With the line containing "like [625, 185]." as the first line and the last line of the records as the final one, reproduce that range exactly.
########################################
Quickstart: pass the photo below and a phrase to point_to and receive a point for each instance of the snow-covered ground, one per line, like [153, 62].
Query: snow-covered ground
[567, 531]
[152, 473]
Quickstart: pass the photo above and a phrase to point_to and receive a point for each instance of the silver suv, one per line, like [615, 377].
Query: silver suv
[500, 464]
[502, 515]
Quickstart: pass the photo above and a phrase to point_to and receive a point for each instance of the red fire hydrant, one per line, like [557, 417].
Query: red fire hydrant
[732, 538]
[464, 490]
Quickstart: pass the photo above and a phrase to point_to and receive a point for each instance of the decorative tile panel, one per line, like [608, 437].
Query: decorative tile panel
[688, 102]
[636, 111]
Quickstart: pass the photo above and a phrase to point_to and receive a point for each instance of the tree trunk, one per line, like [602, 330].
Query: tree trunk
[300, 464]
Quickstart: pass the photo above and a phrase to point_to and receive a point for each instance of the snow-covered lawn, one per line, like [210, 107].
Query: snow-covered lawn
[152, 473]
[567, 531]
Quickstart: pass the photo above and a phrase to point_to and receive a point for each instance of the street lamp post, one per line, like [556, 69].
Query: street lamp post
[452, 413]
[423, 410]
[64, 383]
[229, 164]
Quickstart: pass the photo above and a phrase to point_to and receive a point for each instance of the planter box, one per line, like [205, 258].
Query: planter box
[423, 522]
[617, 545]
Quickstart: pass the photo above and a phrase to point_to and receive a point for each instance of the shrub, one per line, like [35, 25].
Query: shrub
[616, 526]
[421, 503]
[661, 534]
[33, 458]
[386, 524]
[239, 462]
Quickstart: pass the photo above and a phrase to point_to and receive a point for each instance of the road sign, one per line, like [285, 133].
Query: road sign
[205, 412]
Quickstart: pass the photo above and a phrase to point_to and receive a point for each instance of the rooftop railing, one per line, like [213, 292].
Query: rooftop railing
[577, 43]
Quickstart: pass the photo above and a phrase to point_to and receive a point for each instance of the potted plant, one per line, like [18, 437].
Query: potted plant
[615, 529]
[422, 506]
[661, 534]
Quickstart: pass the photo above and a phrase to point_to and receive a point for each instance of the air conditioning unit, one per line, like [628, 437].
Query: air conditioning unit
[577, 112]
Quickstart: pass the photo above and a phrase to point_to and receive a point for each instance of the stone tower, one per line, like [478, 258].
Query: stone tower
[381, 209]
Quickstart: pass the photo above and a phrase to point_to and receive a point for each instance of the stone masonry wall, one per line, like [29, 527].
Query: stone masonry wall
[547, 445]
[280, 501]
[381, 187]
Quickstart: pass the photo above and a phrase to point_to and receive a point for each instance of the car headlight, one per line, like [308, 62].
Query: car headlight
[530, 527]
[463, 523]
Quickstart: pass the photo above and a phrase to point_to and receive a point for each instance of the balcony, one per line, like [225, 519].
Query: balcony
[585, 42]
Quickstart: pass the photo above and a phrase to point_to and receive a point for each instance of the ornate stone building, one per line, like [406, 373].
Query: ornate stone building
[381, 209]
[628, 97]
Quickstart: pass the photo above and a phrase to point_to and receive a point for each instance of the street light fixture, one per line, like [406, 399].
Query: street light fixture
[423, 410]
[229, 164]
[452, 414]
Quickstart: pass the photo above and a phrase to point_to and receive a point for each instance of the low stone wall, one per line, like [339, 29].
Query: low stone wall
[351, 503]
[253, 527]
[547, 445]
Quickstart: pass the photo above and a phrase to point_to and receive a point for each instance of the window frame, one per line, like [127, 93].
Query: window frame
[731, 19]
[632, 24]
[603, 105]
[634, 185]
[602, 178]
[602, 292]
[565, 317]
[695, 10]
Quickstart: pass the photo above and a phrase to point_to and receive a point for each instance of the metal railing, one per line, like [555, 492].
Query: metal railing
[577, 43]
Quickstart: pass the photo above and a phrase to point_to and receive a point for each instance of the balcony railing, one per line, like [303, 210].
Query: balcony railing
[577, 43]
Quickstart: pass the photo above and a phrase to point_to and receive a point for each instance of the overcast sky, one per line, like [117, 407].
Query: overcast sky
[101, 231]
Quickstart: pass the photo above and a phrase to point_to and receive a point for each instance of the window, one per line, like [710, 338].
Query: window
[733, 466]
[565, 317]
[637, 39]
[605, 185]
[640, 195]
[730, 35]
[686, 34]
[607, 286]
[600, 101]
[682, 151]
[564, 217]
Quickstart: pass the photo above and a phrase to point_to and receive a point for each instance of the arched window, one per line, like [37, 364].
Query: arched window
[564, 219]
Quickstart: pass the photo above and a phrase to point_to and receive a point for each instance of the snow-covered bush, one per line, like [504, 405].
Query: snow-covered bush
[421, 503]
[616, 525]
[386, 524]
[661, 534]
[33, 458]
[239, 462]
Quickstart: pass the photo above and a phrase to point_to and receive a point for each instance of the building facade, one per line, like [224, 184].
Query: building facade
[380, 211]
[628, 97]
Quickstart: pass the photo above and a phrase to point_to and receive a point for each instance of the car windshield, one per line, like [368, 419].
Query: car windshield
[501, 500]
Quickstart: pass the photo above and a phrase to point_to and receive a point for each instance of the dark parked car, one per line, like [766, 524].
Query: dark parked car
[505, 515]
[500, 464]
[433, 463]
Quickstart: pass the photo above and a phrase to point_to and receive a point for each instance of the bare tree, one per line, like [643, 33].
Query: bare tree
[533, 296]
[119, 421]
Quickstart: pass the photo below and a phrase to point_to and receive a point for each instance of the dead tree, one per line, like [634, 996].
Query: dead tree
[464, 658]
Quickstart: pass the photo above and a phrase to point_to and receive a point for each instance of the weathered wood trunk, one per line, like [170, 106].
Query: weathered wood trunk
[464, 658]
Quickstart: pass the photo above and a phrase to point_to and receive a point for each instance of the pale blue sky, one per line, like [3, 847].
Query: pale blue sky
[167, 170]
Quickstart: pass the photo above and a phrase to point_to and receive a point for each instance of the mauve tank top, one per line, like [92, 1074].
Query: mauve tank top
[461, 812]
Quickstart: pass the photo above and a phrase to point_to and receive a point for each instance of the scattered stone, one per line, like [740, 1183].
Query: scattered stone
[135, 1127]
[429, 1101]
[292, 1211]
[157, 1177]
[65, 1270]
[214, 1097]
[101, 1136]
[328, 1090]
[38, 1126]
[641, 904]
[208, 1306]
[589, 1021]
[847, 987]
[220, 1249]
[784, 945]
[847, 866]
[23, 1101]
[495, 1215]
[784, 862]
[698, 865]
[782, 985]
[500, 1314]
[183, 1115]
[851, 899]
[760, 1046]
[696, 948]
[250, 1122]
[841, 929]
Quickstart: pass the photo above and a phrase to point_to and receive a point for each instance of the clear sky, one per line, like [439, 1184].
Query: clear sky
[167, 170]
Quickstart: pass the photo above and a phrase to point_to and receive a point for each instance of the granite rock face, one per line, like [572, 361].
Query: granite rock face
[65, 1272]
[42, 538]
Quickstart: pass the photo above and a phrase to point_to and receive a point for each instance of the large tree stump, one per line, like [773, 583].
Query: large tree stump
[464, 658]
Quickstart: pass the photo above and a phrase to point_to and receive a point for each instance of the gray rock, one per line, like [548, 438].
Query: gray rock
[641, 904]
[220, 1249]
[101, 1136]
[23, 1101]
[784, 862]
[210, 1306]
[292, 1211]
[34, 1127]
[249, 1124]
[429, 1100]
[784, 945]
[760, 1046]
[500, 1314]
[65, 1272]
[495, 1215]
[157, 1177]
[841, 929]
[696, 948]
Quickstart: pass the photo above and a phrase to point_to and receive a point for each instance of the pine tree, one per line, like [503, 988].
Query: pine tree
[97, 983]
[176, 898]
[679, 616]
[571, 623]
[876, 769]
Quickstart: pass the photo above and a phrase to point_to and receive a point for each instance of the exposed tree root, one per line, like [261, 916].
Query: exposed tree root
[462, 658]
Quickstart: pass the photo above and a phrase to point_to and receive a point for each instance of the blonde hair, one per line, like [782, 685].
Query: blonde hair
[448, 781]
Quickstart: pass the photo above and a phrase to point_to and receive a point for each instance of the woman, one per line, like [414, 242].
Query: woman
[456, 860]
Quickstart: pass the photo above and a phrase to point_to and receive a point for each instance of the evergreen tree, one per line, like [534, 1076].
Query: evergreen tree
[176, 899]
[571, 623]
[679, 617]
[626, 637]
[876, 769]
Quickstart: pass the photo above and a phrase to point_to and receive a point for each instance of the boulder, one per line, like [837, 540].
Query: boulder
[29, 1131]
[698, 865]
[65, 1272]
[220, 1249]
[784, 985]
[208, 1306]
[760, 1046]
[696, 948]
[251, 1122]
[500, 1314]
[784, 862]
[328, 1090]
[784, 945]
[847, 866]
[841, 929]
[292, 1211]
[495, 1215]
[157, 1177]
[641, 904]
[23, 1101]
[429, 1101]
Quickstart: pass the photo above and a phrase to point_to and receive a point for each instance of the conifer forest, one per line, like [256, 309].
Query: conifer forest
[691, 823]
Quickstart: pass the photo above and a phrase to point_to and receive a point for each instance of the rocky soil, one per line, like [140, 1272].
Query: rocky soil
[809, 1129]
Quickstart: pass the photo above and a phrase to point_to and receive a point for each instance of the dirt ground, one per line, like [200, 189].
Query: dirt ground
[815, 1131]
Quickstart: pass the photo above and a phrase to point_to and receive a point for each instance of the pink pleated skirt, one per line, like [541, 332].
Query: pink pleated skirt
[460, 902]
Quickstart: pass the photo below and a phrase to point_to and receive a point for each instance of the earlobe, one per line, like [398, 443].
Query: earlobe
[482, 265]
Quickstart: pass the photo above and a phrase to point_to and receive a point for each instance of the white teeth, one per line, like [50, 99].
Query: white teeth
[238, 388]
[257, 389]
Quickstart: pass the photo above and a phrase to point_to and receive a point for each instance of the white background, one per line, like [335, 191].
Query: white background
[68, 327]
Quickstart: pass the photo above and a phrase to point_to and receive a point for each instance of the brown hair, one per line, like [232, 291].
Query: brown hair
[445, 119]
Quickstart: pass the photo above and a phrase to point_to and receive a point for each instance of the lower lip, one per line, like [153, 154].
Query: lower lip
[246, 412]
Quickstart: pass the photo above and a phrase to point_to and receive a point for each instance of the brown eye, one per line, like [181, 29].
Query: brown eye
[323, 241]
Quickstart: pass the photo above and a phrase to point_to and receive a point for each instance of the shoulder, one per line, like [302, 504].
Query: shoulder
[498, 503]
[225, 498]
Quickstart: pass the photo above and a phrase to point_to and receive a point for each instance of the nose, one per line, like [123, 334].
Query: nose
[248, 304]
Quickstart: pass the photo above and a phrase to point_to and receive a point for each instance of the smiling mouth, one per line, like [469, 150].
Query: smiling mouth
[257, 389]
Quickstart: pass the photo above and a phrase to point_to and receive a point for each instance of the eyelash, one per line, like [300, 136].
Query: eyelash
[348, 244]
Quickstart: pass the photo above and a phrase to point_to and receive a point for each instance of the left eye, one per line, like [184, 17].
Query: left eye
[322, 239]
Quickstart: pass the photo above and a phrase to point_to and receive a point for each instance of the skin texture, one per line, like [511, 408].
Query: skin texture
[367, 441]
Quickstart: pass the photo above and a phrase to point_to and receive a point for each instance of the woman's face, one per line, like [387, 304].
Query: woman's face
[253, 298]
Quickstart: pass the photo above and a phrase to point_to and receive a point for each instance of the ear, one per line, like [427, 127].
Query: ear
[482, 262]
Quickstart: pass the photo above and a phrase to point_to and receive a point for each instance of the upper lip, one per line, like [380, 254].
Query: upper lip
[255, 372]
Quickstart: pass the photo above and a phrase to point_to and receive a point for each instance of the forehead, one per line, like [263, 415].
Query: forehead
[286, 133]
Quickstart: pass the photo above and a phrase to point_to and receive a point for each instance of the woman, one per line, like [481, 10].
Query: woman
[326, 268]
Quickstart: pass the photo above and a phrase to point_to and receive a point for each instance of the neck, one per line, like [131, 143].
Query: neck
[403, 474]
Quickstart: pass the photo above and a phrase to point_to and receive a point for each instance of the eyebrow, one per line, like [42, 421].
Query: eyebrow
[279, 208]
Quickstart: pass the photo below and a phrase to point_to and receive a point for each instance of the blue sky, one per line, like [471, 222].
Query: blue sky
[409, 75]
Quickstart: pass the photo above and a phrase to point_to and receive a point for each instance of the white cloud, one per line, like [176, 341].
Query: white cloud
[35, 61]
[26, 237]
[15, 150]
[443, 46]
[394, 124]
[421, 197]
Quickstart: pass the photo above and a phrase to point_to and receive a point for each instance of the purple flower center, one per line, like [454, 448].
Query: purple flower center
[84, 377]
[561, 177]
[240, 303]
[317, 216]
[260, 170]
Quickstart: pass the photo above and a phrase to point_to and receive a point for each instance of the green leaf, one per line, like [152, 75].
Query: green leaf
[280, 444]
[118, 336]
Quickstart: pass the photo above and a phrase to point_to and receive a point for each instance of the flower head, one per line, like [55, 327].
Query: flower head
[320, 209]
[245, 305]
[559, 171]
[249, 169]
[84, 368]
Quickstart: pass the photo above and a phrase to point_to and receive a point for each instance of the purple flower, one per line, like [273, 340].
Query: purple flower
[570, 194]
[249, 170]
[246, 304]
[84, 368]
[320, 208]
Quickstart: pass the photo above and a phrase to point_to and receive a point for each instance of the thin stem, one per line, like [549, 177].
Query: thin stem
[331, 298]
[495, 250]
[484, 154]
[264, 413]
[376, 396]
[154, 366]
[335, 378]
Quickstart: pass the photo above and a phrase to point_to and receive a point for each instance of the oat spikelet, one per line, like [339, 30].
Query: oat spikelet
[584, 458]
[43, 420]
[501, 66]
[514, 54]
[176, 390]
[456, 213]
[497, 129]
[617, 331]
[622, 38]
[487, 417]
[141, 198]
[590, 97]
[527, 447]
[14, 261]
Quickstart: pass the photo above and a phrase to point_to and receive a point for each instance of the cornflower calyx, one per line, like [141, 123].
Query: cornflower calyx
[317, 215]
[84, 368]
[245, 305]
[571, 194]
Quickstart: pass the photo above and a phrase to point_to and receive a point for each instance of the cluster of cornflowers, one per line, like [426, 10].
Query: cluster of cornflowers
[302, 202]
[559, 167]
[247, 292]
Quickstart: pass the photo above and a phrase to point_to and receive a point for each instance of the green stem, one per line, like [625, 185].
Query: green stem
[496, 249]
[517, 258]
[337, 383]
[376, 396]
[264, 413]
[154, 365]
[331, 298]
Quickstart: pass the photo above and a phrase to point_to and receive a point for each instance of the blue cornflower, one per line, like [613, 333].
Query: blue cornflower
########################################
**Written solution:**
Quickstart: pass the photo above and a phrase to point_to and receive a point for each instance of the green stem, one per line, like [625, 185].
Query: green stem
[496, 249]
[517, 258]
[337, 383]
[376, 396]
[264, 413]
[154, 365]
[331, 298]
Quickstart: pass the photo above and a phrase to point_to and receive a point for each instance of the blue cornflower, one per line, like [613, 333].
Query: blue cornflower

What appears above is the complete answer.